--- begin ---
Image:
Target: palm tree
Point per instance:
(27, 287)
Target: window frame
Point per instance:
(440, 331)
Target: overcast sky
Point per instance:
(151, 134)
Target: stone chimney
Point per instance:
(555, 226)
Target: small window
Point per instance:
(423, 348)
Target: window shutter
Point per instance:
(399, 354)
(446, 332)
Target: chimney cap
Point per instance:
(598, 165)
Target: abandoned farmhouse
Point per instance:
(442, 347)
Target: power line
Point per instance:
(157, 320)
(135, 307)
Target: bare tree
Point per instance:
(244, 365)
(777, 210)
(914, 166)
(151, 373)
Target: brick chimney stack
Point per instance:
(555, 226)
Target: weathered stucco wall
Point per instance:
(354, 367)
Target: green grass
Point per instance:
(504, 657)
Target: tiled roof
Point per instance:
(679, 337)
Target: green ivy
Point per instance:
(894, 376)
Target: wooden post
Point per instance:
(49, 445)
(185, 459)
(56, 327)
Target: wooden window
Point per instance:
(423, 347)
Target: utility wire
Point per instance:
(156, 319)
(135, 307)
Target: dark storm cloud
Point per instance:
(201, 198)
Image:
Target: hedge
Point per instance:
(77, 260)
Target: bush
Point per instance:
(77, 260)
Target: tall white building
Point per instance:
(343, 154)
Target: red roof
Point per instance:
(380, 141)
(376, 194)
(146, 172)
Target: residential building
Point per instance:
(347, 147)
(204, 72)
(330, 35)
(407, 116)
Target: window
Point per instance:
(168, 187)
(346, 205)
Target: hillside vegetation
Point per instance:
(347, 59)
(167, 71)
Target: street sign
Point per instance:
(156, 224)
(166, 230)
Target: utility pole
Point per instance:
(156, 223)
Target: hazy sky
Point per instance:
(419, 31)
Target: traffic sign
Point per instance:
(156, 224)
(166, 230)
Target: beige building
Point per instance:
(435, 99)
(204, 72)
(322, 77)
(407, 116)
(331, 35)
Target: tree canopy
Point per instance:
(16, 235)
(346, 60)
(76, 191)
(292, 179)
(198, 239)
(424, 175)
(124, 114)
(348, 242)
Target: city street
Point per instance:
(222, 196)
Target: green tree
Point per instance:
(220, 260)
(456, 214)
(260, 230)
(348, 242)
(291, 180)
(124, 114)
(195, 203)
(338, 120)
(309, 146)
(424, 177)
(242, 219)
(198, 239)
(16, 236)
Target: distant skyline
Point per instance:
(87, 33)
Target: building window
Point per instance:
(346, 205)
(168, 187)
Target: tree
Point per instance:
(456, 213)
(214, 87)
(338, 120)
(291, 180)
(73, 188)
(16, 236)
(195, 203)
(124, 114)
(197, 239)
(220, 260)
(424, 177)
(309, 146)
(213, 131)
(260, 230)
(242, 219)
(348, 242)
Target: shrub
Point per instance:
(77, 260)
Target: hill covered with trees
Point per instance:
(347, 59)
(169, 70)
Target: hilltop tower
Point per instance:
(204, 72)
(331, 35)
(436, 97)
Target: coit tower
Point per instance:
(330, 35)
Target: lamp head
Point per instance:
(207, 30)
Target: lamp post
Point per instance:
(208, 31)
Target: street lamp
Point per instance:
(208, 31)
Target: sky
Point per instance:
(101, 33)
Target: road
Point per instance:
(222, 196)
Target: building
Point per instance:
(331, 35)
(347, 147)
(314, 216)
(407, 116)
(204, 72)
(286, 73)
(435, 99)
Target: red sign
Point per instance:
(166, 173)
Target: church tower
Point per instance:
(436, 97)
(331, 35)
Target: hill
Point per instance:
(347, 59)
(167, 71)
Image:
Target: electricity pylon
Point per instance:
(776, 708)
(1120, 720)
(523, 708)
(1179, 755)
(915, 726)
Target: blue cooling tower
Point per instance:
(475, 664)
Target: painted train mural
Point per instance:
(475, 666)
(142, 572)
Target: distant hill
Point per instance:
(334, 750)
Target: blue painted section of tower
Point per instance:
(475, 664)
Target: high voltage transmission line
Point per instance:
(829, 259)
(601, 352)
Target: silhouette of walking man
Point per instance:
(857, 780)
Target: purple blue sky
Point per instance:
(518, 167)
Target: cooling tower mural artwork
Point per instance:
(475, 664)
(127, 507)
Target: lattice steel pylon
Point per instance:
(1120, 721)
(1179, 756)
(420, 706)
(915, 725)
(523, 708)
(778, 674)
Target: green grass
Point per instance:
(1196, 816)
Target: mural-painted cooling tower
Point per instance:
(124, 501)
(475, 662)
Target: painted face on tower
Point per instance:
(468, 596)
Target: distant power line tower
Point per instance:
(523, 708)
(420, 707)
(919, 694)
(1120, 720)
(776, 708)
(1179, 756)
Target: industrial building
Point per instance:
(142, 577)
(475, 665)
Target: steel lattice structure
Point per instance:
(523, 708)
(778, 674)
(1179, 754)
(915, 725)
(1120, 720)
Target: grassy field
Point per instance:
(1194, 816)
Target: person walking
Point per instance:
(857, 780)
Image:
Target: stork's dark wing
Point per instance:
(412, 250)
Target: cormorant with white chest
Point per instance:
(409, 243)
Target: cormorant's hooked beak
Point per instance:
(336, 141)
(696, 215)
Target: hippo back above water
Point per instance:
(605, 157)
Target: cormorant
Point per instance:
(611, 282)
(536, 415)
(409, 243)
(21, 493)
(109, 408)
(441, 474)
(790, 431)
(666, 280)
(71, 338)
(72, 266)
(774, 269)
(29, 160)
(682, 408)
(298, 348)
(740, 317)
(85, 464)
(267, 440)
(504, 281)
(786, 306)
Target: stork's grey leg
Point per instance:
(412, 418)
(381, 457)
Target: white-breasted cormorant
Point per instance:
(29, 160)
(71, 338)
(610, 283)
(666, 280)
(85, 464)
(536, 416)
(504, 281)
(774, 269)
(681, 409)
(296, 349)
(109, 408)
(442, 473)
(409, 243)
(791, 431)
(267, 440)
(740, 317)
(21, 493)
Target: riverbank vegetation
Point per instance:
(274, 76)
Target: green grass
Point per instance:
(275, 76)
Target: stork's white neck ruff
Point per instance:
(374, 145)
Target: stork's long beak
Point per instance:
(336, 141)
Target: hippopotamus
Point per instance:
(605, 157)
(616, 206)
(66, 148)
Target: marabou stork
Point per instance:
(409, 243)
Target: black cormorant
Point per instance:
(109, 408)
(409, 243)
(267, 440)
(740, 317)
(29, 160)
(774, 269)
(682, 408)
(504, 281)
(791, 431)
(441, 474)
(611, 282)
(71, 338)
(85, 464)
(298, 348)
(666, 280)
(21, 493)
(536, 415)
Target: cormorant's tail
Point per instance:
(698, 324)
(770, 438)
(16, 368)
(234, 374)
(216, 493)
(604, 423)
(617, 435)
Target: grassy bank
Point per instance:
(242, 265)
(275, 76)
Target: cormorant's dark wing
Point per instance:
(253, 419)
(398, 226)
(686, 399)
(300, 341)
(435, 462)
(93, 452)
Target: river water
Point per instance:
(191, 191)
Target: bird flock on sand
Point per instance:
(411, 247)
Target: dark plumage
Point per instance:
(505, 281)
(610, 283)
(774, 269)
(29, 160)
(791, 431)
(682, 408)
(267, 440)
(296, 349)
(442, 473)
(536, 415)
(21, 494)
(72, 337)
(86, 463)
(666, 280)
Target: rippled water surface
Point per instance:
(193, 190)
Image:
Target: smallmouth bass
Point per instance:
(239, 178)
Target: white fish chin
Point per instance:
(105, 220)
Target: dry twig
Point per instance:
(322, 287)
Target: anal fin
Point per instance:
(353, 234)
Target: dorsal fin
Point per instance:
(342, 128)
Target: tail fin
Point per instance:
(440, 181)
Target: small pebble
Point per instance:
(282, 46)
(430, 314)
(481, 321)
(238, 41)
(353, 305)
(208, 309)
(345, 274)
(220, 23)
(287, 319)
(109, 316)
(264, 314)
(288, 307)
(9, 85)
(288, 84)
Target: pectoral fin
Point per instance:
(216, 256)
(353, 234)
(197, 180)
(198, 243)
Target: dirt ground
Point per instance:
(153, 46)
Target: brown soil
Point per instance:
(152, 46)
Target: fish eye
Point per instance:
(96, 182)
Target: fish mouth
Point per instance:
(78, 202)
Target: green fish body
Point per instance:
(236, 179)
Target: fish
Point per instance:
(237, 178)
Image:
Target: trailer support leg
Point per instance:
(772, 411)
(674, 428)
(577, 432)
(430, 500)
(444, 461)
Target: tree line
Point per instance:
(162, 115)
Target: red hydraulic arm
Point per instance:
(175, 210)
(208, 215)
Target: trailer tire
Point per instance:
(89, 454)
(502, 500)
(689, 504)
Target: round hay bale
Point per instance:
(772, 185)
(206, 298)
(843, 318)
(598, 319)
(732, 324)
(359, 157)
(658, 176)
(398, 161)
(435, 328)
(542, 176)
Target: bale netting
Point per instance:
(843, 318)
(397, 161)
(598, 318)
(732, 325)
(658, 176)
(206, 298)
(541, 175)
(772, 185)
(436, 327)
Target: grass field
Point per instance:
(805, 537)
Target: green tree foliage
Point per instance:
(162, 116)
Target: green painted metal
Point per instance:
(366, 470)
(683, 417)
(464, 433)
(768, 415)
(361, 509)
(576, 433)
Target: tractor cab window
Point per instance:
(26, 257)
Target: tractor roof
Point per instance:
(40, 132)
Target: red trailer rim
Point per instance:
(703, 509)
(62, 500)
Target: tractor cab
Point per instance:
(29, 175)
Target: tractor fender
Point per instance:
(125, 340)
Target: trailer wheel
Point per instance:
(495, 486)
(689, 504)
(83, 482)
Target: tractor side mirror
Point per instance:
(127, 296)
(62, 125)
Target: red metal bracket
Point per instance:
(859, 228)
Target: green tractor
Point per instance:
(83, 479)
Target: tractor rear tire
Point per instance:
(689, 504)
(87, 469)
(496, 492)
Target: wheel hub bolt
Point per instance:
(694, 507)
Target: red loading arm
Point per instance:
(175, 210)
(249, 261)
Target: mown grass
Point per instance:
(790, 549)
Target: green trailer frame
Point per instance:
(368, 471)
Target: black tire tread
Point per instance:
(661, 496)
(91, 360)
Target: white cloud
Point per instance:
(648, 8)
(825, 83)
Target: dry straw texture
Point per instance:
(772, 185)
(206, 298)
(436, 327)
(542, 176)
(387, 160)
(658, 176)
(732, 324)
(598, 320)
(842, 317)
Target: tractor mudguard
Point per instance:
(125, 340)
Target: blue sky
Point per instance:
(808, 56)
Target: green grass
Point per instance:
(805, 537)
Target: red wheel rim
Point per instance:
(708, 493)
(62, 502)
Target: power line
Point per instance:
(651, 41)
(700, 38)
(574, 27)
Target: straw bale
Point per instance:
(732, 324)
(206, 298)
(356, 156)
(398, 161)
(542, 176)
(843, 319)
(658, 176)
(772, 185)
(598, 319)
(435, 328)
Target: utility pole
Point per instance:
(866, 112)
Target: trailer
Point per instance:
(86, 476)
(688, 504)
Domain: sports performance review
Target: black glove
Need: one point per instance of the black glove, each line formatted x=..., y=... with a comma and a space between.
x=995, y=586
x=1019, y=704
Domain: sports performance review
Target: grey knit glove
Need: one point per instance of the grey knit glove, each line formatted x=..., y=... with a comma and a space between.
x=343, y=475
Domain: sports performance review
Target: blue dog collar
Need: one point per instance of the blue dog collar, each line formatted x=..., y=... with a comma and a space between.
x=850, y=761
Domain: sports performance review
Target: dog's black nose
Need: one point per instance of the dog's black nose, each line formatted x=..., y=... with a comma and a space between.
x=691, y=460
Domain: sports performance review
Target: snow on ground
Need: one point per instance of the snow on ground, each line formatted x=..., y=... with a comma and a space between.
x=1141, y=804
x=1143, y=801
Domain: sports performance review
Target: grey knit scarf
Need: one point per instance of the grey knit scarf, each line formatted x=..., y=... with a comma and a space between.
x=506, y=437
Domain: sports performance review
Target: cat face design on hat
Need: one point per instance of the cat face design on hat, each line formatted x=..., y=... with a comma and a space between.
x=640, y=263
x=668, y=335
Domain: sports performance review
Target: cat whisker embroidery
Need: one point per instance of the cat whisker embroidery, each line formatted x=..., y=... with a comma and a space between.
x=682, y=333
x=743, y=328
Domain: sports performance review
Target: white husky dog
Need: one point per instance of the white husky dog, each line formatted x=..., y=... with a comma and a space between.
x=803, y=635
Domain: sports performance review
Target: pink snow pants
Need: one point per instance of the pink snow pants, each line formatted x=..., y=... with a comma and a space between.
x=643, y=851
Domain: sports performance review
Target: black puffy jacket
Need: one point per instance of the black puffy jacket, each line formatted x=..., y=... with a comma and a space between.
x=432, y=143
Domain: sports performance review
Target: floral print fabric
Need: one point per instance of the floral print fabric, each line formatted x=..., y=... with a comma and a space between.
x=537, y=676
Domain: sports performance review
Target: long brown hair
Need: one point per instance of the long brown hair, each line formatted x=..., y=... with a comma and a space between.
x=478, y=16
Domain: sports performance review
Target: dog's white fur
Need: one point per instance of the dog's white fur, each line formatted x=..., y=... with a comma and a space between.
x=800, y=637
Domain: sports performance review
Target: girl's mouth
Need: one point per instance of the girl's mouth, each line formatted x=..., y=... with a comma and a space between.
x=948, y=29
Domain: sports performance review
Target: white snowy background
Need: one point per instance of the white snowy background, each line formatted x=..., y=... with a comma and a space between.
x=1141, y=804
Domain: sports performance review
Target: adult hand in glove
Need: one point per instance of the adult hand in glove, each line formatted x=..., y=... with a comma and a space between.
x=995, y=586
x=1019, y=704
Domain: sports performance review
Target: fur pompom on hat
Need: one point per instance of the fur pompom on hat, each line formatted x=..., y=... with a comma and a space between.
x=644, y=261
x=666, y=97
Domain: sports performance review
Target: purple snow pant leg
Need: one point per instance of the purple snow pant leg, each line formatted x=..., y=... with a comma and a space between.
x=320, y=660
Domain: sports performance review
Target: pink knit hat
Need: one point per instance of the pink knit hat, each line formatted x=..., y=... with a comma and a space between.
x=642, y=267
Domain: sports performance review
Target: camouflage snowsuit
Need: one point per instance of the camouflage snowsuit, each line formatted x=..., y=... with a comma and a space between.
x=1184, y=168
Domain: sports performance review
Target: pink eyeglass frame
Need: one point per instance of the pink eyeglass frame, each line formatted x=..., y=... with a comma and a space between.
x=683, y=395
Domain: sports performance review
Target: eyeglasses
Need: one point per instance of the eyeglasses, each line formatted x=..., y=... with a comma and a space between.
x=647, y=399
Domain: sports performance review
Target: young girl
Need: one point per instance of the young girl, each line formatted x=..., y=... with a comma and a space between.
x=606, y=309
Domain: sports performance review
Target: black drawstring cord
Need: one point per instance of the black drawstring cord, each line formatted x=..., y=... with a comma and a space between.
--- end ---
Extract each line of the data above that contains the word "camouflage", treating uppercase and lowercase letters as distinct.

Written solution:
Target: camouflage snowsuit
Need: one point per instance of the camouflage snowsuit, each line formatted x=..., y=... with a comma and a space between.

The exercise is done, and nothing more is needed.